WHAT NEEDS TO BE DONE:
Gather every line in the records below that contains the word "varnished" and reproduce each such line in full.
──────
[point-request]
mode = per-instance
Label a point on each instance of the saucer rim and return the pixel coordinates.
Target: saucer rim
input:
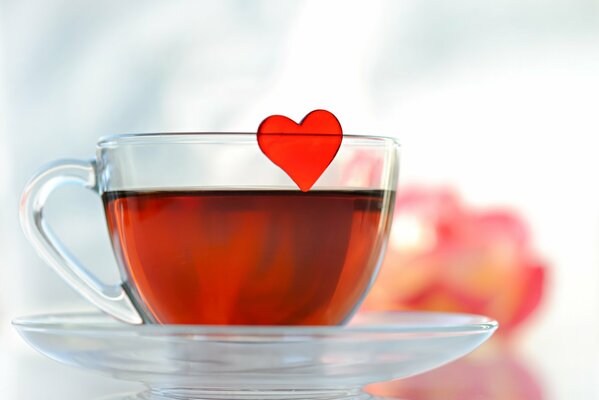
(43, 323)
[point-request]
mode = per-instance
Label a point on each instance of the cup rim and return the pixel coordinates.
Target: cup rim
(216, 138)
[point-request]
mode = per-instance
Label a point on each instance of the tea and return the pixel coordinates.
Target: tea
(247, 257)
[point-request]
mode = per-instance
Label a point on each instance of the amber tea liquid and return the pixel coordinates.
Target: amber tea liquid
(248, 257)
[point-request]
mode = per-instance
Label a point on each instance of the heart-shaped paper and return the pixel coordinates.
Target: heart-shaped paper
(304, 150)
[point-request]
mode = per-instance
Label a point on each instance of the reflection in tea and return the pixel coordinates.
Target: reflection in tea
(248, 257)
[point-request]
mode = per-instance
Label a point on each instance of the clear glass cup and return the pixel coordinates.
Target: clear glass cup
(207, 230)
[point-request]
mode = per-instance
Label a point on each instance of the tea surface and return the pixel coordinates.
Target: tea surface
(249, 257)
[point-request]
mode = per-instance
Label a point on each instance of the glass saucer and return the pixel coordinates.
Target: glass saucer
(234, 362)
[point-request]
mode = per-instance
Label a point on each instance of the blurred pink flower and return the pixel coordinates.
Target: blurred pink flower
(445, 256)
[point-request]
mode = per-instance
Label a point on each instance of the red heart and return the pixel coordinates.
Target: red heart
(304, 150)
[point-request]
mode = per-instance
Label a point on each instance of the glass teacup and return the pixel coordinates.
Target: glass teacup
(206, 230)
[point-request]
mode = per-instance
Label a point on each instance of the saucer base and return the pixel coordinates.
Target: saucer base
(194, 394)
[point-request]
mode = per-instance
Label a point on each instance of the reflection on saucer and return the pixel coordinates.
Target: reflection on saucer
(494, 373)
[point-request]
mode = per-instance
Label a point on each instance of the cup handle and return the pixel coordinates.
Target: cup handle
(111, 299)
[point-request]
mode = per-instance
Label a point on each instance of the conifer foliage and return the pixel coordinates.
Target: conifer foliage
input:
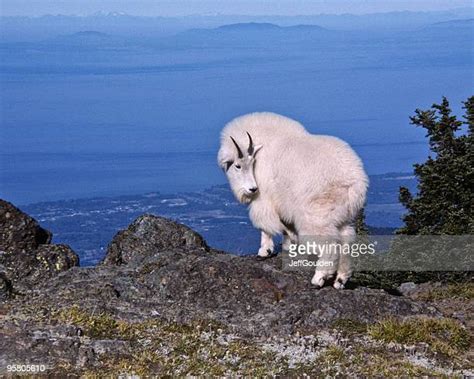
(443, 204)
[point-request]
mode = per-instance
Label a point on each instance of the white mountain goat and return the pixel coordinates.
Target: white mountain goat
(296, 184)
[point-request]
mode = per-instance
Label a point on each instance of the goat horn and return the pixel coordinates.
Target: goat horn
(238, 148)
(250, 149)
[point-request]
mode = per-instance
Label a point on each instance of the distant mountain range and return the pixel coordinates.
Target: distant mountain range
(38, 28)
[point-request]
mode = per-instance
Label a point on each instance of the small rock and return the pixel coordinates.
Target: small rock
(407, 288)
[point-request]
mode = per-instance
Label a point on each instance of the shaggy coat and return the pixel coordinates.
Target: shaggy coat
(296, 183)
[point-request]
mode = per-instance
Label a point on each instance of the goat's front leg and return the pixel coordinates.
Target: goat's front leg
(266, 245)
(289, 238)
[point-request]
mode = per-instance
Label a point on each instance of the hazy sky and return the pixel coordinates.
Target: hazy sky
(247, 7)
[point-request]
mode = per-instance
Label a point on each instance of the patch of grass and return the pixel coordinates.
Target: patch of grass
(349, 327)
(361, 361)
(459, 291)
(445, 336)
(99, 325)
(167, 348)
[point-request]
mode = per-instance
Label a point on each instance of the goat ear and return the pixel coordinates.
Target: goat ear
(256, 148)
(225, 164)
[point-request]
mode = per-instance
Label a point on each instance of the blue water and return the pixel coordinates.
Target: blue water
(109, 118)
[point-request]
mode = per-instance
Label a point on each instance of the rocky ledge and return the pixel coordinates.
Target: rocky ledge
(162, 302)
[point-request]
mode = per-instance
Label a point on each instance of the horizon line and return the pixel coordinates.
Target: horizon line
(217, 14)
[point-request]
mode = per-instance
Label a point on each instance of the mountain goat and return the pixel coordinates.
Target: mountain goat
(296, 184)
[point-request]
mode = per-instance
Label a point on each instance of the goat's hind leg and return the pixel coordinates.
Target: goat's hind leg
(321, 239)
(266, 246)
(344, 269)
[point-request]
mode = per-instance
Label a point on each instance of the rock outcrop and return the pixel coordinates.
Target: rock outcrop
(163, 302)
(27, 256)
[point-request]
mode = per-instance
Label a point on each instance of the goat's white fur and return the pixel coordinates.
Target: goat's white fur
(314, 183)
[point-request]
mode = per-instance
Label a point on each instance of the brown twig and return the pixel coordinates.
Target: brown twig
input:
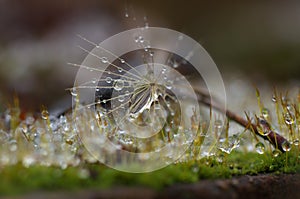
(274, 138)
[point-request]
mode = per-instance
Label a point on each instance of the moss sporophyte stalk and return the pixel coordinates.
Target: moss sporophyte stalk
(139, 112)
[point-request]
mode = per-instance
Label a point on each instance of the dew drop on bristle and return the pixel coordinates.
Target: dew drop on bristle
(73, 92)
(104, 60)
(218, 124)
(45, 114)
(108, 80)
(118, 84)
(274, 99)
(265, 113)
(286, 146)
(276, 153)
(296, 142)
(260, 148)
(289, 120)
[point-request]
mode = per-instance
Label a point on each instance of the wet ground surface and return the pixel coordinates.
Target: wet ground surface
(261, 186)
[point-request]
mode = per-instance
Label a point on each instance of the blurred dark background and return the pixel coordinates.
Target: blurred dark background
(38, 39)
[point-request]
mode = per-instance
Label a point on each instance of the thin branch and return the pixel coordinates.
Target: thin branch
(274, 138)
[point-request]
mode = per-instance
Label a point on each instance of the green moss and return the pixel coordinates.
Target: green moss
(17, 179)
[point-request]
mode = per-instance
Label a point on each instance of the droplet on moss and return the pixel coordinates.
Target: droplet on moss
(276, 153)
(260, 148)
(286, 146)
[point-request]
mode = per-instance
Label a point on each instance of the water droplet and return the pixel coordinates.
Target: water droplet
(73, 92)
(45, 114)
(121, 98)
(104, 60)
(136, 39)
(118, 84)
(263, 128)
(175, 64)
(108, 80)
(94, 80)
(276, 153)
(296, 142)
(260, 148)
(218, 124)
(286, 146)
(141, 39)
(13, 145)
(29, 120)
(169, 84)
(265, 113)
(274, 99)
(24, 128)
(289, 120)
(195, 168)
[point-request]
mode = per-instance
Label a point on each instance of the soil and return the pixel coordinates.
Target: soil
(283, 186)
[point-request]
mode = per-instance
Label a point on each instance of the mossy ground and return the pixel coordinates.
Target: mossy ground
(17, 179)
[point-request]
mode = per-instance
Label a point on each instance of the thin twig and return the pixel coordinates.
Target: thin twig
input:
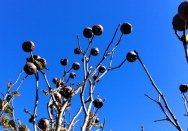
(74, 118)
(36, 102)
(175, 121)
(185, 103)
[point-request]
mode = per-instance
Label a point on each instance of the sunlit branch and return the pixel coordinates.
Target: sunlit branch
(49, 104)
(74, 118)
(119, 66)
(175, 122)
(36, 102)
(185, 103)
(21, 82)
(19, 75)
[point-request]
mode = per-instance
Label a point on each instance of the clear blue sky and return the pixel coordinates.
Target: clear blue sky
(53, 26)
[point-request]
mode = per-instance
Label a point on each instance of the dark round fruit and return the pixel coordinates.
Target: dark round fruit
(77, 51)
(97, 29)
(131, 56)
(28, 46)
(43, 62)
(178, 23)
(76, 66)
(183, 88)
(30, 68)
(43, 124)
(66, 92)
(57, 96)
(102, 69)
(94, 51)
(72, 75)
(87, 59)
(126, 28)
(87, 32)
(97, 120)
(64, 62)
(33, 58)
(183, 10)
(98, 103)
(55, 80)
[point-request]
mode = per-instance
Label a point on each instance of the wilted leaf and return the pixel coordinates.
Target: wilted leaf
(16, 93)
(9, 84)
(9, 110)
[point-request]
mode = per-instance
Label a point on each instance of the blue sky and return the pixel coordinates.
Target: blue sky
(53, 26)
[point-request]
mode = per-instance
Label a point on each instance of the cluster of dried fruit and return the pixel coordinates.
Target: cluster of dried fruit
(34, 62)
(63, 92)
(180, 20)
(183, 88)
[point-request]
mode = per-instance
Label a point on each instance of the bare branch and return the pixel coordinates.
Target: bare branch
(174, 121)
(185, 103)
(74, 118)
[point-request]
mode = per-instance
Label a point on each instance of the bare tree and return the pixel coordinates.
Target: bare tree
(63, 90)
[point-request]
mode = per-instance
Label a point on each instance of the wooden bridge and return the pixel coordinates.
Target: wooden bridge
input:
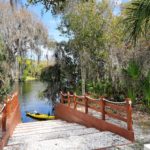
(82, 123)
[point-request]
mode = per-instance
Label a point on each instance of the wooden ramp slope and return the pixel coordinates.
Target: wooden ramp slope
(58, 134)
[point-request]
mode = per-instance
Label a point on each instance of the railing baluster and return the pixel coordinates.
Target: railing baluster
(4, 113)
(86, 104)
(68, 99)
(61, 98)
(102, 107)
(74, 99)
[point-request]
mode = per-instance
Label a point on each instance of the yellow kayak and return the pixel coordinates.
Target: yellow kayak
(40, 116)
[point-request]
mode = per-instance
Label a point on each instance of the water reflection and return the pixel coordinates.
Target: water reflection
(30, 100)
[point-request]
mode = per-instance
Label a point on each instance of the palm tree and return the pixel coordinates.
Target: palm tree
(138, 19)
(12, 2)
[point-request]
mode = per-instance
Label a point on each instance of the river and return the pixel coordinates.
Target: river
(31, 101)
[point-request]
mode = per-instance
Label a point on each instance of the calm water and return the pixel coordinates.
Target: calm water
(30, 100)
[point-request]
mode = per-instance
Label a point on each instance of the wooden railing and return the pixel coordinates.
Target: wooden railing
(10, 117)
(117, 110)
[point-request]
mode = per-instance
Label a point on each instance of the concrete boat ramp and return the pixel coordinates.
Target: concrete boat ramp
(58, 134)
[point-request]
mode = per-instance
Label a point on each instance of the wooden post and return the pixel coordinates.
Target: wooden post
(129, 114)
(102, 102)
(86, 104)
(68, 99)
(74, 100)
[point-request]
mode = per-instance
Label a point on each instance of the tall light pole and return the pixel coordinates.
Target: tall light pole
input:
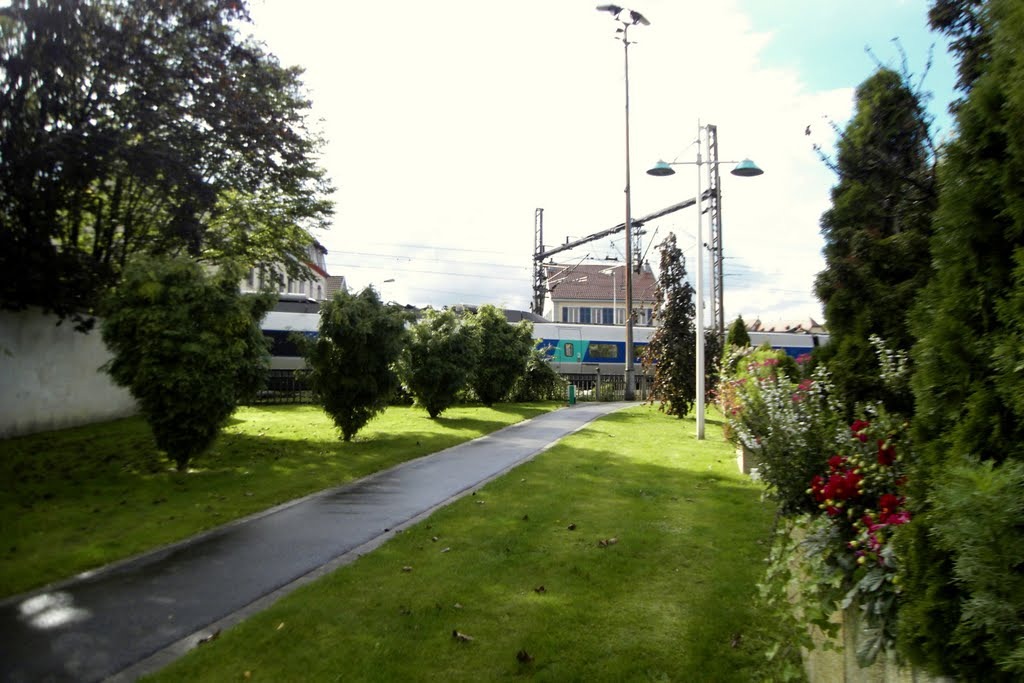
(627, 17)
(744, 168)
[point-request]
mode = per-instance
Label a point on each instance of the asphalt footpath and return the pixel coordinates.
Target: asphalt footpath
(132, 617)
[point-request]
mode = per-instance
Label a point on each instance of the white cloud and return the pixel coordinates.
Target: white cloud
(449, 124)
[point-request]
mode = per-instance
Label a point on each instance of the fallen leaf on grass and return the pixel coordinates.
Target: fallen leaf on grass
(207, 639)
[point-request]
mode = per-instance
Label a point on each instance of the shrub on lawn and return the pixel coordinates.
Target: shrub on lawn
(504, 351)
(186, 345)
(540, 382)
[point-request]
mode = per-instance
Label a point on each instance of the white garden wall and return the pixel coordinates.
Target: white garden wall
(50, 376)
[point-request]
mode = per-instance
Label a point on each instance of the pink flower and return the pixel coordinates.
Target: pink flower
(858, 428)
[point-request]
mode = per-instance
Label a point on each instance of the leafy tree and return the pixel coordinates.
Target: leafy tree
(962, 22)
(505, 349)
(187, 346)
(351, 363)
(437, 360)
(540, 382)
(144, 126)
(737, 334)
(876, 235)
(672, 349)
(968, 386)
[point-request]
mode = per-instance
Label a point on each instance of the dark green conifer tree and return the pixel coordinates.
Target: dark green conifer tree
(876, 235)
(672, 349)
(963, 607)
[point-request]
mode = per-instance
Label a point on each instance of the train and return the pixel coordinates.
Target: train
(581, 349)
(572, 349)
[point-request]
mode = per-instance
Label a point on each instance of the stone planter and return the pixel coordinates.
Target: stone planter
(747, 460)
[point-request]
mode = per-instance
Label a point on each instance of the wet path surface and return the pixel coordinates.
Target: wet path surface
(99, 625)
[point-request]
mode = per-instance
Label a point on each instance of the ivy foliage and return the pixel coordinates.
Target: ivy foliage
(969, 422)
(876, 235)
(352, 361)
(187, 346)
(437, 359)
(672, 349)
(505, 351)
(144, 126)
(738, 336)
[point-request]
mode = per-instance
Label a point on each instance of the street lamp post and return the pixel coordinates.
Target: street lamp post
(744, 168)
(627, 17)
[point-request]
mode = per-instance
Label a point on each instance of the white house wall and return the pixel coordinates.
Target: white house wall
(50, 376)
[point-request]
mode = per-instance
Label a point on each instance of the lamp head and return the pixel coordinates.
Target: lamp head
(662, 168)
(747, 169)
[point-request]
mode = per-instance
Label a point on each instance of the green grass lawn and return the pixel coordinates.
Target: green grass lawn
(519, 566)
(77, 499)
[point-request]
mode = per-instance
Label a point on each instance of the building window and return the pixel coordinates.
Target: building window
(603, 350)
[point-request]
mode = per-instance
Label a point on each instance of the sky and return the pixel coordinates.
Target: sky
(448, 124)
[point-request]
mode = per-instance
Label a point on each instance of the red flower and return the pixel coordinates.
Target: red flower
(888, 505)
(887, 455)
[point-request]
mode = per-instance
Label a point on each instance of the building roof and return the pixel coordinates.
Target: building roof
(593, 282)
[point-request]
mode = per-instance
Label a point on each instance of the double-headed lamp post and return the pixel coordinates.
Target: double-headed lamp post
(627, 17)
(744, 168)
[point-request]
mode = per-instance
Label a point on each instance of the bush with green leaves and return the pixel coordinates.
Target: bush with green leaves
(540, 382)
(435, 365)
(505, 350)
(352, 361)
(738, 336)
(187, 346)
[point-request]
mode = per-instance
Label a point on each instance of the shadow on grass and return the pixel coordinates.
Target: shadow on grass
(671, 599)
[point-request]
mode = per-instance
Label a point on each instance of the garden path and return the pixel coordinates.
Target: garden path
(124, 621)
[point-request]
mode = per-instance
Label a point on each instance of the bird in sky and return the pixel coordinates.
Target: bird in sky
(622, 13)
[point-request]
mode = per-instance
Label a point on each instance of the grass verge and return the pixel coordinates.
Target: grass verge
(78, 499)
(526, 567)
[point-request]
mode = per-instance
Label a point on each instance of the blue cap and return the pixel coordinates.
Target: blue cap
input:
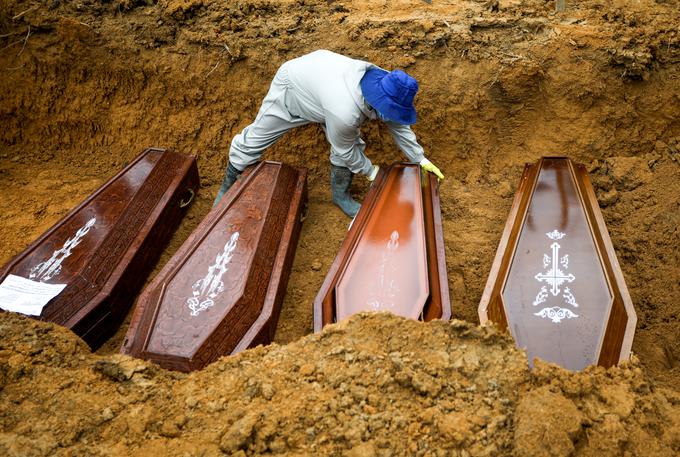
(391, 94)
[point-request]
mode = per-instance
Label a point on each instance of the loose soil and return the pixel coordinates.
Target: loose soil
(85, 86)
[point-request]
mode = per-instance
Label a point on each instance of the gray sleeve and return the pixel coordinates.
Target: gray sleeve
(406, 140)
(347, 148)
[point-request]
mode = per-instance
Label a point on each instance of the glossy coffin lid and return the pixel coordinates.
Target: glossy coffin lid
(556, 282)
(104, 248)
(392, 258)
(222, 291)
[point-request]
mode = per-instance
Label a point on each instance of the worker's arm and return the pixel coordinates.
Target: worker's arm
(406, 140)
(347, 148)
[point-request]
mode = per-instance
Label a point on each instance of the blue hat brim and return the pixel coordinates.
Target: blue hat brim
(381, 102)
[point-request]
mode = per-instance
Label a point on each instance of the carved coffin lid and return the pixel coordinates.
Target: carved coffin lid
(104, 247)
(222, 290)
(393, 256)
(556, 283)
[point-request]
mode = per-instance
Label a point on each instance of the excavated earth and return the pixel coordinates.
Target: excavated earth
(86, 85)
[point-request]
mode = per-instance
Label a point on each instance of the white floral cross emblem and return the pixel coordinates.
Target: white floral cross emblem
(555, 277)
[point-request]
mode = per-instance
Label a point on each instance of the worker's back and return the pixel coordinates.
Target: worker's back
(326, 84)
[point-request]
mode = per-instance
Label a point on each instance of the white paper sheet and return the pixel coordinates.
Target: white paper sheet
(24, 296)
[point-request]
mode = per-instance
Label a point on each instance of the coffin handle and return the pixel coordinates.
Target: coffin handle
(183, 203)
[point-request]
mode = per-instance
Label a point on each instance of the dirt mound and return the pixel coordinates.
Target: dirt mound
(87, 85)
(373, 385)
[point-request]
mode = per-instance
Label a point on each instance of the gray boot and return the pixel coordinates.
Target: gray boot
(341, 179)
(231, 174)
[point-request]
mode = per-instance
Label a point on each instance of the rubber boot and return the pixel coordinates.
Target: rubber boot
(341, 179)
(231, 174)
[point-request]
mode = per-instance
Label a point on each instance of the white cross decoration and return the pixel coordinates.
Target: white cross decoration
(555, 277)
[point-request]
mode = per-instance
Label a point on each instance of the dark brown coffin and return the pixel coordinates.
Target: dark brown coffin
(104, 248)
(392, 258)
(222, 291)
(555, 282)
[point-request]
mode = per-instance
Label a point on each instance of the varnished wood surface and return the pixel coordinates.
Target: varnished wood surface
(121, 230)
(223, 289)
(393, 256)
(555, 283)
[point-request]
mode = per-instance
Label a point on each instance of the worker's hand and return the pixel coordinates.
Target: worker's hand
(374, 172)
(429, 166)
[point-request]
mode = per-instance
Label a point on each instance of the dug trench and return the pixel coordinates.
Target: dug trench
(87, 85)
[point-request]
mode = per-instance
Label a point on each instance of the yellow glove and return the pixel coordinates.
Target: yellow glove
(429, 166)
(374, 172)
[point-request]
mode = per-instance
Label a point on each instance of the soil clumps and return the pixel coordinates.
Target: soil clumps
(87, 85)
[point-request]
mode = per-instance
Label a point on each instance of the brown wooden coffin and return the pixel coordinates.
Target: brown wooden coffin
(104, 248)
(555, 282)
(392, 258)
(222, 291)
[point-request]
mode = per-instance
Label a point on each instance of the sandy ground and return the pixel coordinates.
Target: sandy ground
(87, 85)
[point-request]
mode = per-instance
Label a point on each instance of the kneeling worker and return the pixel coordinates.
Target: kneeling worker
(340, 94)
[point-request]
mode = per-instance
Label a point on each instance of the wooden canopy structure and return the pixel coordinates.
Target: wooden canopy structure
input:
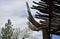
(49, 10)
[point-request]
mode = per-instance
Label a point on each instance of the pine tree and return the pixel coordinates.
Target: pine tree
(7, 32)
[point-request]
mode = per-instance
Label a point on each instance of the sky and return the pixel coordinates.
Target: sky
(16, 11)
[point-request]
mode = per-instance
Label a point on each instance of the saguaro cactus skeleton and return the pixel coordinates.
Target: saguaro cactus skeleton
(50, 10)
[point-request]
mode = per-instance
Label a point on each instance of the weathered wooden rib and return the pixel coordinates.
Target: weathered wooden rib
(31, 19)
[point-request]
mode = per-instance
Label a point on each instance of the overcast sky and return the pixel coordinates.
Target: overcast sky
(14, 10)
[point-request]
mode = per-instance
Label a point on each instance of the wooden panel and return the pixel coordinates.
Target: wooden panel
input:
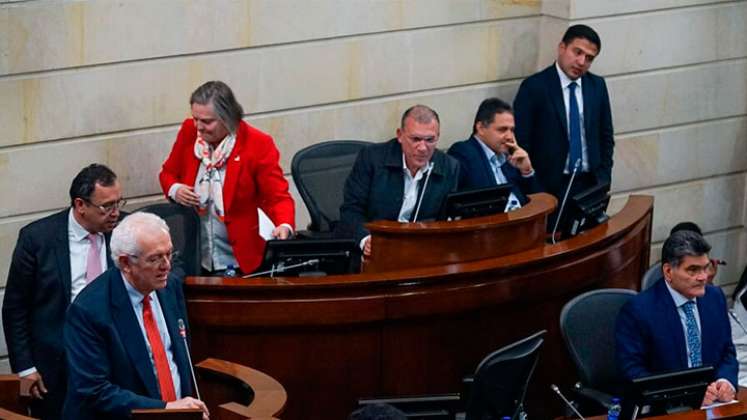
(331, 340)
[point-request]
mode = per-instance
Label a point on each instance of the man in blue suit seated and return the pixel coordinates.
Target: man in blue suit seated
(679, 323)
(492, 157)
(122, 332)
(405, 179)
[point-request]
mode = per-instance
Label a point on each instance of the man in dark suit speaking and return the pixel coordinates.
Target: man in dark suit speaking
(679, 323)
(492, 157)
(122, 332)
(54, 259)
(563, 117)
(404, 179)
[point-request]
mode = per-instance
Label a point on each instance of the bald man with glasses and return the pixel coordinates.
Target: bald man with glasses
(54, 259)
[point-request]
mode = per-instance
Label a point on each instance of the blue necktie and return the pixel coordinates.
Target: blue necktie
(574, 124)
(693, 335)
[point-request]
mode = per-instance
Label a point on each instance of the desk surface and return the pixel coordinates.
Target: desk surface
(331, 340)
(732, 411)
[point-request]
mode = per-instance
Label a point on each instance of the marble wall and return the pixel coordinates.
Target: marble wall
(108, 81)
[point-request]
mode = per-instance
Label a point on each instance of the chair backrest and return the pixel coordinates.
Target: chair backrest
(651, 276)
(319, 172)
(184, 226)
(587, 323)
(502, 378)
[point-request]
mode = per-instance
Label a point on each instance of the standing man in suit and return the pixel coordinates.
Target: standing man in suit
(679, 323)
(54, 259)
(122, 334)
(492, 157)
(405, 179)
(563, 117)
──────
RESULT OF THE EXERCISE:
Label a point on each instance of the varnished wood surface and return the pixel coordinates.
Target: varnished wood surface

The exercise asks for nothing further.